■ **Exercise aim**
Set down all the data again. Change nothing.

■ **Material to process**
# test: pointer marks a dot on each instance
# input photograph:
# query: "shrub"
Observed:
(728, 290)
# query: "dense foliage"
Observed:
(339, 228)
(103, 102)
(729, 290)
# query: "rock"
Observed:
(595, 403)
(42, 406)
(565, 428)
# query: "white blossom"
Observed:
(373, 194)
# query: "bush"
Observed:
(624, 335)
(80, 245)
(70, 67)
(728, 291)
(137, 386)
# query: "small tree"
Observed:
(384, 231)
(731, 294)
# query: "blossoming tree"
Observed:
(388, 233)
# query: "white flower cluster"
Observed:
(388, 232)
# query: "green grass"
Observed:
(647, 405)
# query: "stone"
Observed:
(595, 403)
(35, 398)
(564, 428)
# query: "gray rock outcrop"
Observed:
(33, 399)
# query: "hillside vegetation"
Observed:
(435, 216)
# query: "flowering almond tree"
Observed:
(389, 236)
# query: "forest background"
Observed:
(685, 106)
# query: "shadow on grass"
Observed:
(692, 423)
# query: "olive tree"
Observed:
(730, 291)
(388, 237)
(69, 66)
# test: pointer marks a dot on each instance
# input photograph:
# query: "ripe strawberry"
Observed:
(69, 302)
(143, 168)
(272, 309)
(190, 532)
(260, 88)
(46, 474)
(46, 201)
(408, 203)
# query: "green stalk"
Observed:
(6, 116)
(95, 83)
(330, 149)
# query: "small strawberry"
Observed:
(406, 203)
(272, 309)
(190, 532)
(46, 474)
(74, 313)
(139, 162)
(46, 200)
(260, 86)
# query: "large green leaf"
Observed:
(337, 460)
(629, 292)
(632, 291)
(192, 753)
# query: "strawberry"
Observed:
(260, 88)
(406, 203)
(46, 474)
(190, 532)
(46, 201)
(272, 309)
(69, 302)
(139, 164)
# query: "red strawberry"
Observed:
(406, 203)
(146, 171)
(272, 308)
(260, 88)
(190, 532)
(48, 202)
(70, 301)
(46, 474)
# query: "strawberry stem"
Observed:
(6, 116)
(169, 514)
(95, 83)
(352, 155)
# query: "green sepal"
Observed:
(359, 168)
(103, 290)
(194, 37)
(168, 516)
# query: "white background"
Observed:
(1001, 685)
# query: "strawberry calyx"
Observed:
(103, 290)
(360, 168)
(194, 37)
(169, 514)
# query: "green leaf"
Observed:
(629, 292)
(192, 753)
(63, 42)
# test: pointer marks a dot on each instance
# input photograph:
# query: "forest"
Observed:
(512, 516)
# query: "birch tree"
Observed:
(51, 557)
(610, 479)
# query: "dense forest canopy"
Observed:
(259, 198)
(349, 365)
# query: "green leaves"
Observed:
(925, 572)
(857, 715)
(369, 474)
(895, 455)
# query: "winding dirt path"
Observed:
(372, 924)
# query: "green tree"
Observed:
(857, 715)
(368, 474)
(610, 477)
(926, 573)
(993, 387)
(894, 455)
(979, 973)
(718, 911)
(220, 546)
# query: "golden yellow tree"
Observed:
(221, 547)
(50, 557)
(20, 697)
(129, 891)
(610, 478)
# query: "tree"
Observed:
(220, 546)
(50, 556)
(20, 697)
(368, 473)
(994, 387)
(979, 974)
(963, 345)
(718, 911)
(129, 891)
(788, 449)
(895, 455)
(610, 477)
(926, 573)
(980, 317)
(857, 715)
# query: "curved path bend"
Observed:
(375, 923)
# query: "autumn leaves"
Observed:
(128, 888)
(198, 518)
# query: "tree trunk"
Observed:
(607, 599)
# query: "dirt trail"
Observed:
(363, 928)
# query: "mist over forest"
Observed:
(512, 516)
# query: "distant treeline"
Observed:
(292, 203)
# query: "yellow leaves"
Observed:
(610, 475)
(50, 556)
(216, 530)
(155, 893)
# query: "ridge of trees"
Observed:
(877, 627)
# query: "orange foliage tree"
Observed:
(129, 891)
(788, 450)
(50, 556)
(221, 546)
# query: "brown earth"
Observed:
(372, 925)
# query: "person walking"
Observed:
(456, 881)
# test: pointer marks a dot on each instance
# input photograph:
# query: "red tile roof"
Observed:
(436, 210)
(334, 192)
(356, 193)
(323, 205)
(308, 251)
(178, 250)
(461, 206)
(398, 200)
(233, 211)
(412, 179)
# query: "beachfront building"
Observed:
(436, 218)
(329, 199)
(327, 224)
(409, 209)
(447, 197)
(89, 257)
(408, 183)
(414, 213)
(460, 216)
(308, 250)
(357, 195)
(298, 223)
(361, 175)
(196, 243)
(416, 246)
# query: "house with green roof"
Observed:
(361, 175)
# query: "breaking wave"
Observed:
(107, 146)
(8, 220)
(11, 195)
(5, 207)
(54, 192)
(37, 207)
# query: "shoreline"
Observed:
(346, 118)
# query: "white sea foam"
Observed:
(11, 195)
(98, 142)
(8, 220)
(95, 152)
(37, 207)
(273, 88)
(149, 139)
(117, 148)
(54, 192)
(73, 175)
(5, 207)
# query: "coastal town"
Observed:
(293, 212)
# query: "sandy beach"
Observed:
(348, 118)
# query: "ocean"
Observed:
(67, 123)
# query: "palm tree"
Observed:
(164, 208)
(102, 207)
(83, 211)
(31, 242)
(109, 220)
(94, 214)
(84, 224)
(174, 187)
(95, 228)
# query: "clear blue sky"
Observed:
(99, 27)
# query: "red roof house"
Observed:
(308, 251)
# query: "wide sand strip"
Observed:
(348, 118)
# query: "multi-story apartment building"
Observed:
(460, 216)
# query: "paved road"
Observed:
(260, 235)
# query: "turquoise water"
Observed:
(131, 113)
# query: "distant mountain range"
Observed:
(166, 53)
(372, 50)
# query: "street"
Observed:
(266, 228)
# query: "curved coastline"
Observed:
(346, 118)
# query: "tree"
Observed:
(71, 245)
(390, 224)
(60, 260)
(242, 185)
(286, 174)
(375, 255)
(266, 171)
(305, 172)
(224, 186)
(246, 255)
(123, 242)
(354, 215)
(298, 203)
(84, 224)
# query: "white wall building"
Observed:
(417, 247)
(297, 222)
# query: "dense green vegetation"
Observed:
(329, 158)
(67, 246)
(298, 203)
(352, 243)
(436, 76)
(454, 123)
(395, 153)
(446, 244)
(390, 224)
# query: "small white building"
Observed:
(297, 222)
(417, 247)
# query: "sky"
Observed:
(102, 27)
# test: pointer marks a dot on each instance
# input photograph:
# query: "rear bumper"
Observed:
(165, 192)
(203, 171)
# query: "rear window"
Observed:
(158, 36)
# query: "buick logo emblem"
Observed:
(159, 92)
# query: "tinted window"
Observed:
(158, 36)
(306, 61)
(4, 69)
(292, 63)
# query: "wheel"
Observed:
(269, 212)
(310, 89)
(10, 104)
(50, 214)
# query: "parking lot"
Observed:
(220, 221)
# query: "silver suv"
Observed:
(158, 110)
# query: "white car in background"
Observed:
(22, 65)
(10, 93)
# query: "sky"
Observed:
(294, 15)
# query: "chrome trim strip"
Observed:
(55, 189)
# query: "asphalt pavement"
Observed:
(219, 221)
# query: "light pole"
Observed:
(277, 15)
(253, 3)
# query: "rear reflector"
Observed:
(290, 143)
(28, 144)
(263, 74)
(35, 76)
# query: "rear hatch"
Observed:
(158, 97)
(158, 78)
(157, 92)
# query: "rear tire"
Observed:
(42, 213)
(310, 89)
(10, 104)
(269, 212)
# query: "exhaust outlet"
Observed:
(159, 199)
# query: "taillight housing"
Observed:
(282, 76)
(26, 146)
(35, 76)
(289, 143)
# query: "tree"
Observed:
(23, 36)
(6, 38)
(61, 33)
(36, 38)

■ **Response for this exercise**
# test: pointer marks a dot on each instance
# input photograph:
# query: "shrub"
Observed:
(728, 290)
# query: "dense foliage"
Observed:
(339, 228)
(103, 102)
(729, 290)
# query: "rock"
Observed:
(595, 403)
(42, 406)
(565, 428)
# query: "white blossom"
Observed:
(373, 194)
# query: "bush"
Observed:
(624, 335)
(80, 245)
(70, 67)
(728, 291)
(137, 386)
# query: "small tree"
Observed:
(384, 231)
(731, 294)
# query: "blossoming tree"
Observed:
(388, 233)
# query: "white flower cluster"
Observed:
(388, 232)
# query: "green grass"
Observed:
(647, 405)
# query: "stone"
Observed:
(595, 403)
(35, 398)
(564, 428)
# query: "gray rock outcrop"
Observed:
(33, 399)
# query: "hillside vegetation"
Observed:
(435, 216)
# query: "flowering almond tree"
Observed:
(389, 236)
# query: "forest background"
Observed:
(685, 106)
# query: "shadow on grass"
Observed:
(692, 423)
# query: "olive tree"
Observed:
(730, 291)
(388, 237)
(69, 66)
# test: pointer marks a dot on each instance
# input photograph:
# query: "ripe strawberry"
Observed:
(69, 302)
(143, 168)
(272, 309)
(190, 532)
(260, 88)
(46, 474)
(46, 201)
(408, 203)
# query: "green stalk"
Observed:
(6, 116)
(95, 83)
(330, 149)
# query: "small strawberry"
Observed:
(406, 203)
(272, 309)
(190, 532)
(46, 474)
(74, 313)
(139, 162)
(46, 200)
(260, 86)
# query: "large green leaf"
Observed:
(337, 460)
(629, 292)
(632, 291)
(192, 753)
# query: "strawberry"
Observed:
(260, 88)
(406, 203)
(46, 474)
(190, 532)
(46, 201)
(272, 309)
(69, 302)
(139, 164)
# query: "red strawberry"
Observed:
(406, 203)
(146, 171)
(272, 308)
(260, 88)
(190, 532)
(48, 202)
(70, 301)
(46, 474)
# query: "strawberry stem"
Observed:
(6, 116)
(169, 514)
(95, 83)
(352, 155)
# query: "green sepal"
Observed:
(359, 168)
(103, 290)
(194, 37)
(168, 516)
# query: "white background"
Observed:
(1001, 685)
# query: "strawberry calyx"
Observed:
(103, 290)
(360, 168)
(194, 37)
(169, 514)
# query: "green leaf"
Observed:
(629, 292)
(192, 753)
(63, 42)
# test: pointer marks a dot on each instance
# input photograph:
# query: "forest"
Observed:
(512, 516)
# query: "birch tree"
Observed:
(51, 557)
(610, 479)
# query: "dense forest canopy"
Observed:
(259, 198)
(349, 365)
# query: "green leaves"
Observed:
(925, 572)
(857, 715)
(369, 474)
(895, 455)
# query: "winding dirt path"
Observed:
(372, 924)
# query: "green tree"
Observed:
(857, 715)
(368, 474)
(610, 477)
(926, 573)
(993, 387)
(894, 455)
(979, 973)
(718, 911)
(220, 546)
# query: "golden yellow tree"
Observed:
(221, 547)
(50, 557)
(20, 697)
(129, 891)
(610, 478)
# query: "tree"
Observed:
(220, 546)
(50, 556)
(20, 697)
(368, 473)
(994, 387)
(979, 974)
(963, 345)
(718, 911)
(129, 891)
(788, 449)
(895, 455)
(610, 477)
(926, 573)
(980, 317)
(857, 715)
# query: "curved path bend"
Observed:
(375, 923)
# query: "autumn leaves"
Observed:
(128, 888)
(198, 518)
# query: "tree trunk"
Observed:
(607, 599)
# query: "dirt trail"
Observed:
(363, 928)
# query: "mist over forest"
Observed:
(512, 516)
# query: "distant treeline"
Observed:
(292, 203)
# query: "yellow leaves"
Observed:
(610, 475)
(50, 556)
(216, 530)
(155, 893)
# query: "ridge of trees"
Observed:
(877, 627)
# query: "orange foliage tree"
Observed:
(129, 891)
(788, 450)
(50, 556)
(221, 546)
# query: "brown earth"
Observed:
(372, 925)
# query: "person walking"
Observed:
(456, 881)
# test: pointer marks a dot on each instance
# input photograph:
# query: "red tile roof"
Observed:
(436, 210)
(334, 192)
(356, 193)
(323, 205)
(308, 251)
(178, 250)
(461, 206)
(398, 200)
(233, 211)
(412, 179)
# query: "beachfront building"
Observed:
(436, 218)
(329, 199)
(327, 224)
(409, 209)
(447, 197)
(89, 257)
(408, 183)
(414, 213)
(460, 216)
(308, 250)
(357, 195)
(298, 223)
(361, 175)
(196, 243)
(416, 246)
# query: "house with green roof"
Observed:
(361, 175)
# query: "breaking wave"
Observed:
(107, 146)
(8, 220)
(11, 195)
(5, 207)
(54, 192)
(37, 207)
# query: "shoreline"
Observed:
(346, 118)
# query: "white sea foam"
Observed:
(11, 195)
(98, 142)
(8, 220)
(95, 152)
(37, 207)
(273, 88)
(149, 139)
(117, 148)
(54, 192)
(73, 175)
(5, 207)
# query: "coastal town"
Observed:
(293, 212)
# query: "sandy beach"
Observed:
(348, 118)
# query: "ocean"
Observed:
(67, 123)
# query: "palm tree"
Observed:
(164, 208)
(102, 207)
(83, 211)
(31, 242)
(109, 220)
(94, 214)
(84, 224)
(174, 187)
(95, 228)
# query: "clear blue sky"
Observed:
(99, 27)
# query: "red roof house"
Observed:
(308, 251)
# query: "wide sand strip"
Observed:
(348, 118)
# query: "multi-story apartment building"
Observed:
(460, 216)
# query: "paved road"
Observed:
(260, 235)
# query: "turquoise water"
Observed:
(131, 113)
# query: "distant mountain range"
Observed:
(166, 53)
(372, 50)
# query: "street"
Observed:
(266, 228)
# query: "curved coastline"
Observed:
(346, 118)
# query: "tree"
Observed:
(71, 245)
(390, 224)
(60, 260)
(242, 185)
(286, 174)
(375, 255)
(266, 171)
(305, 172)
(224, 186)
(246, 255)
(123, 242)
(354, 215)
(298, 203)
(84, 224)
# query: "white wall building"
Observed:
(417, 247)
(297, 222)
# query: "dense green vegetation"
Observed:
(329, 158)
(67, 246)
(298, 203)
(352, 243)
(436, 76)
(454, 123)
(395, 153)
(446, 244)
(390, 224)
# query: "small white building"
Observed:
(297, 222)
(417, 247)
# query: "sky"
Observed:
(102, 27)
# test: pointer marks a dot on each instance
# input photograph:
# query: "rear bumper"
Observed:
(165, 192)
(203, 171)
# query: "rear window"
Observed:
(158, 36)
# query: "buick logo emblem"
Observed:
(159, 92)
# query: "tinted window"
Observed:
(158, 36)
(306, 61)
(4, 69)
(292, 63)
# query: "wheel"
Observed:
(269, 212)
(310, 89)
(10, 104)
(50, 214)
# query: "parking lot"
Observed:
(220, 221)
# query: "silver suv"
Observed:
(158, 110)
# query: "white car in background"
Observed:
(22, 65)
(10, 93)
# query: "sky"
Observed:
(294, 15)
# query: "chrome trim strip"
Observed:
(55, 189)
# query: "asphalt pavement"
Observed:
(219, 221)
# query: "light pole"
Observed:
(277, 15)
(253, 3)
# query: "rear reflector"
Observed:
(290, 143)
(28, 144)
(263, 74)
(35, 76)
# query: "rear hatch"
Observed:
(158, 97)
(158, 78)
(157, 92)
# query: "rear tire"
Observed:
(42, 213)
(310, 89)
(10, 104)
(269, 212)
# query: "exhaust outlet"
Observed:
(159, 199)
# query: "taillight housing"
Observed:
(282, 76)
(26, 146)
(35, 76)
(289, 143)
# query: "tree"
Observed:
(23, 36)
(6, 38)
(61, 33)
(36, 38)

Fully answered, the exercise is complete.